▶ What to produce
Count how many lines in the items below contain the string "hoodie", treating case as significant. Reply with that number alone.

▶ Data excerpts
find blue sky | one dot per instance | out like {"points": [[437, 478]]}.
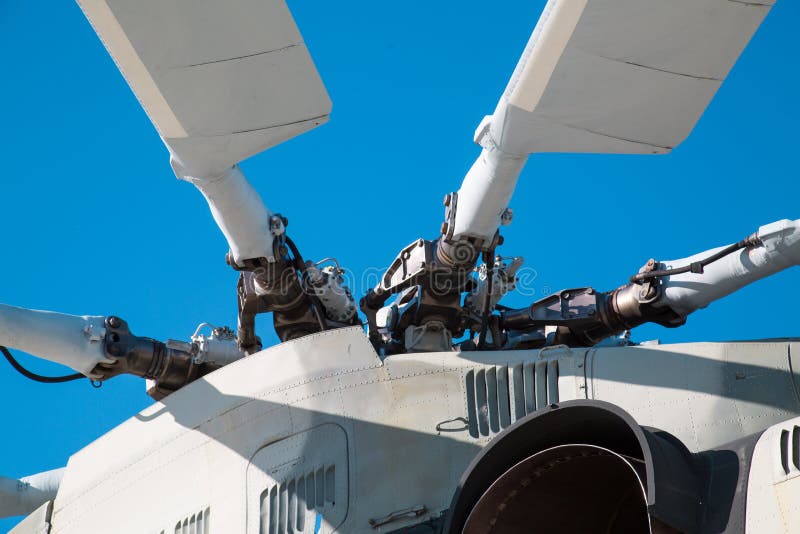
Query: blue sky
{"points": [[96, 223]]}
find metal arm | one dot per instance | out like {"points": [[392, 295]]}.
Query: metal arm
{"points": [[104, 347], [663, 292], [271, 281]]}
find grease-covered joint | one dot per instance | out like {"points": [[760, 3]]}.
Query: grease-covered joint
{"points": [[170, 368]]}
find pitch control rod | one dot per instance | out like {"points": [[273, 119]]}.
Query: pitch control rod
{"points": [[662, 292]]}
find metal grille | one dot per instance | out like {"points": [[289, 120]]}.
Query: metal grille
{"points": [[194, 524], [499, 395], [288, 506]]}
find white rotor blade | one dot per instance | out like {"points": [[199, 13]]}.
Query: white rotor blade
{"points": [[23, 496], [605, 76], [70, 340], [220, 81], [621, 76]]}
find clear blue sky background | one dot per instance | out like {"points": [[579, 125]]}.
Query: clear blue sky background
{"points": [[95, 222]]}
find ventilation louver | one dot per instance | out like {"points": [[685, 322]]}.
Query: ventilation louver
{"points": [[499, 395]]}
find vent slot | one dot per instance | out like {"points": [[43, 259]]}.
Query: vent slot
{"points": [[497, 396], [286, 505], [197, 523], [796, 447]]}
* * *
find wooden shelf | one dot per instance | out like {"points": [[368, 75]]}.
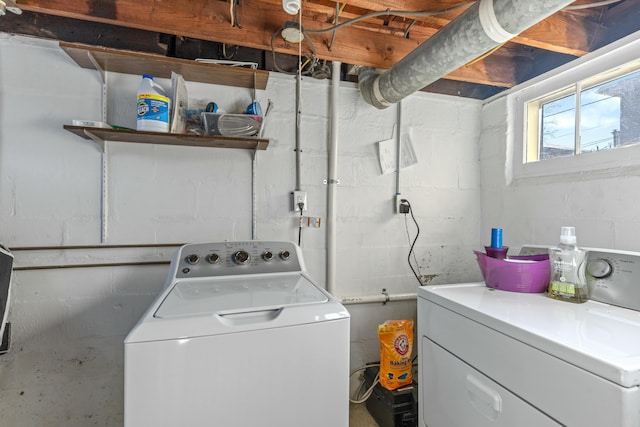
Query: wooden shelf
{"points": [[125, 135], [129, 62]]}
* * *
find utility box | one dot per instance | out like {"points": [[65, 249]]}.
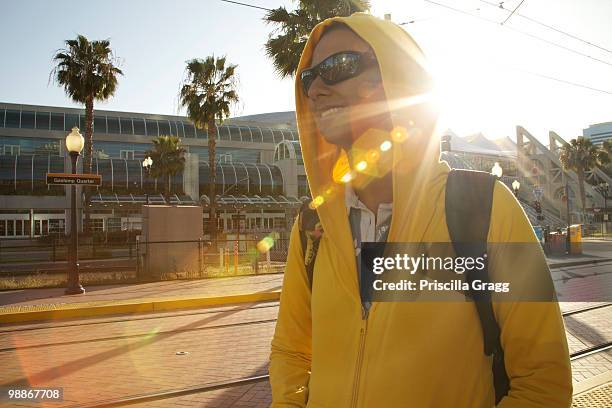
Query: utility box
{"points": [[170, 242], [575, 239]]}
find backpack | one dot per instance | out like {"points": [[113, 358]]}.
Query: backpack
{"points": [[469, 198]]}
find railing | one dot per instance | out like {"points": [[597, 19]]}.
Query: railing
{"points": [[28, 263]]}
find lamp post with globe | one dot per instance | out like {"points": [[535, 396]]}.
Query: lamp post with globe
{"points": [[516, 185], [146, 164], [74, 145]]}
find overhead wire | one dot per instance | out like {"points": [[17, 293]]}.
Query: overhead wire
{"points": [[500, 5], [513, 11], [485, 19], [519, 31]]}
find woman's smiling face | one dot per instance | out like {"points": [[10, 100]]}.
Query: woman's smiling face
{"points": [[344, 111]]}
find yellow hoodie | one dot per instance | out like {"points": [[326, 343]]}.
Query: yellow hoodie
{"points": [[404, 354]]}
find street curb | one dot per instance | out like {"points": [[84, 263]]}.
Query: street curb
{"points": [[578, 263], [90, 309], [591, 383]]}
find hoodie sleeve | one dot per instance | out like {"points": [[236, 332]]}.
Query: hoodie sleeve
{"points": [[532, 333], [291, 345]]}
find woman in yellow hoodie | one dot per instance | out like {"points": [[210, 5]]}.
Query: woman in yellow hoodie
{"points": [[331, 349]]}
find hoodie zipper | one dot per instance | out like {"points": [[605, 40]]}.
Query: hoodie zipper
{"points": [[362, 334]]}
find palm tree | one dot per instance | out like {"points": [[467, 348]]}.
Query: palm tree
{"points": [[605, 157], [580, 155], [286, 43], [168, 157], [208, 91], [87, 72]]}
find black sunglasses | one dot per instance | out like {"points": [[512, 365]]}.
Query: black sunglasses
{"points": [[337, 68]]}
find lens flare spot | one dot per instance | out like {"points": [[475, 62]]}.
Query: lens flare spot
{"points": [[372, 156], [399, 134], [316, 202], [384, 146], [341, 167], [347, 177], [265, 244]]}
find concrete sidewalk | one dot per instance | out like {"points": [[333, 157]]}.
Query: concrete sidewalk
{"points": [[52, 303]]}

▶ Result of this exercise
8